ЧТО ТРЕБУЕТСЯ —
Выведите дословно фрагмент текста о христианских основаниях сонатной формы: всё, начиная со слов «Неверно называют подобную» и вплоть до слов «и пропустить кульминацию?».

ТЕКСТ ДЛЯ ЧТЕНИЯ —
Курсовая работа: Христианские основания сонатной формы

С рождением классико-романтической формы силы пути вошли в музыку. Ожидания роста, тайные устремления к кульминациям, надежды на чудесные события и преображение духа, упования будущего, стали движительной силой развития. Так, простой опыт оркестрового крещендо мангеймцев породил грандиозные последствия. Дух смыслового движения превратил форму в энергийную конструкцию, образованную взаимодействием меняющихся «магнитно-силовых» полей, напряжений и спадов, омрачений и просветлений.

Покажем это действие энергий в простейшем случае «волновой» конструкции в рамках простой трехчастной формы.

Рахманинов. Прелюдия D dur.

Неверно называют подобную музыку «лирической»! Привычный языческий эпитет, глупый в контексте христианской культуры, пытается отсечь музыку от Неба, устремленность к которому составляет сущность европейского искусства.

Вся первая тема прелюдии, почти в духе минимализма, строится из одного интервала — восходящей секунды, мелизматически распеваемой к концу фраз. Мягкая энергия восходящих секунд с ритмической остановкой на вершине, придает полноту и всей первой фразе. Но и фразы соединяются путем такого же мягкого секундового превышения, подчеркнутого параллелизмом гармонии.

Какие именно смысловые энергии наполняют тему? Что стоит за повышением тонуса музыки? Почему с таким вниманием исполнители относятся к точности вычерчивания линии волнового развития? Почему Рахманинов в своей исполнительской деятельности больше всего боялся нарушить непрерывный ток развития и пропустить кульминацию?

СПИСОК ЗАПИСЕЙ —

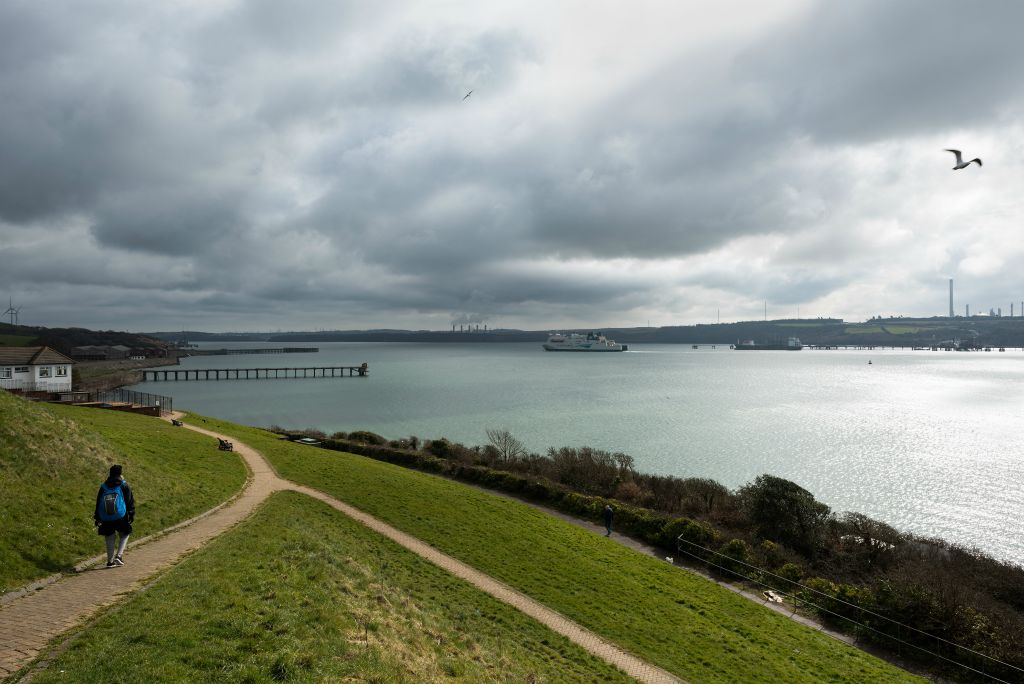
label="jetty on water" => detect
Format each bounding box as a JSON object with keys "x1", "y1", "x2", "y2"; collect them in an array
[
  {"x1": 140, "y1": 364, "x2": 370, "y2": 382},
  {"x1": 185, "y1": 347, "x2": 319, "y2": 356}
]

...

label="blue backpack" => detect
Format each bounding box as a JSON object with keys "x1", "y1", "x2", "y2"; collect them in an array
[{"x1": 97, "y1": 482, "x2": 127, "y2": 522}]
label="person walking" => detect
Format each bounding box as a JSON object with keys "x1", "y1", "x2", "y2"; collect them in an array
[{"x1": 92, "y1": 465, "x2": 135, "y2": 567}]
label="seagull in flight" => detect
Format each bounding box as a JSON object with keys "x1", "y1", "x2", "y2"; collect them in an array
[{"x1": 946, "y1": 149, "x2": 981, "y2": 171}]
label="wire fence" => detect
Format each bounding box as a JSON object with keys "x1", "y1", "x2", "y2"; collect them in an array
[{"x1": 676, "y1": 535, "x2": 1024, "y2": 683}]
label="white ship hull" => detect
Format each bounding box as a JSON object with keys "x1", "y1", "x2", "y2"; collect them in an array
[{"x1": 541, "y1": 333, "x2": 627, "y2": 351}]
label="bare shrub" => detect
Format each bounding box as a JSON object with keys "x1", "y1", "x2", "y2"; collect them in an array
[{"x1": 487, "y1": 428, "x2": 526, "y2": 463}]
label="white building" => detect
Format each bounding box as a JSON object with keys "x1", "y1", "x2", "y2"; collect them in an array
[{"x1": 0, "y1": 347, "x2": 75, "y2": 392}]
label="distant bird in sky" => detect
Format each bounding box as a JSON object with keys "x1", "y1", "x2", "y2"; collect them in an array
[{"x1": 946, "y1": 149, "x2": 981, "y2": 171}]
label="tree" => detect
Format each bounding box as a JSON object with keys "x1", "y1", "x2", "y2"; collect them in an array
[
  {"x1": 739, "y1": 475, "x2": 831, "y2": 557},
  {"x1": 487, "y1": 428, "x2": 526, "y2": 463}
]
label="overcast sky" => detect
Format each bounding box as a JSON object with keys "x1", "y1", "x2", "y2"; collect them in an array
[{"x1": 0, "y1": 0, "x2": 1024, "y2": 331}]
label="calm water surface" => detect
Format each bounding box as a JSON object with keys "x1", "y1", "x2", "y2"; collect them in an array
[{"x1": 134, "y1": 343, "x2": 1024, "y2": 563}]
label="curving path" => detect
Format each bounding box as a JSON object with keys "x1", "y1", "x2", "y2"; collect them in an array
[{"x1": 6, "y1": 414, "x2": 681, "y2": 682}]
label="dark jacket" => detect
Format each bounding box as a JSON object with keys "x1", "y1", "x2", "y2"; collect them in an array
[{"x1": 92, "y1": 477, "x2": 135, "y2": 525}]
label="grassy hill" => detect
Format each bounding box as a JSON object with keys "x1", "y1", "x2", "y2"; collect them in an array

РЕШЕНИЕ ЗАДАНИЯ —
Неверно называют подобную музыку «лирической»! Привычный языческий эпитет, глупый в контексте христианской культуры, пытается отсечь музыку от Неба, устремленность к которому составляет сущность европейского искусства.

Вся первая тема прелюдии, почти в духе минимализма, строится из одного интервала — восходящей секунды, мелизматически распеваемой к концу фраз. Мягкая энергия восходящих секунд с ритмической остановкой на вершине, придает полноту и всей первой фразе. Но и фразы соединяются путем такого же мягкого секундового превышения, подчеркнутого параллелизмом гармонии.

Какие именно смысловые энергии наполняют тему? Что стоит за повышением тонуса музыки? Почему с таким вниманием исполнители относятся к точности вычерчивания линии волнового развития? Почему Рахманинов в своей исполнительской деятельности больше всего боялся нарушить непрерывный ток развития и пропустить кульминацию?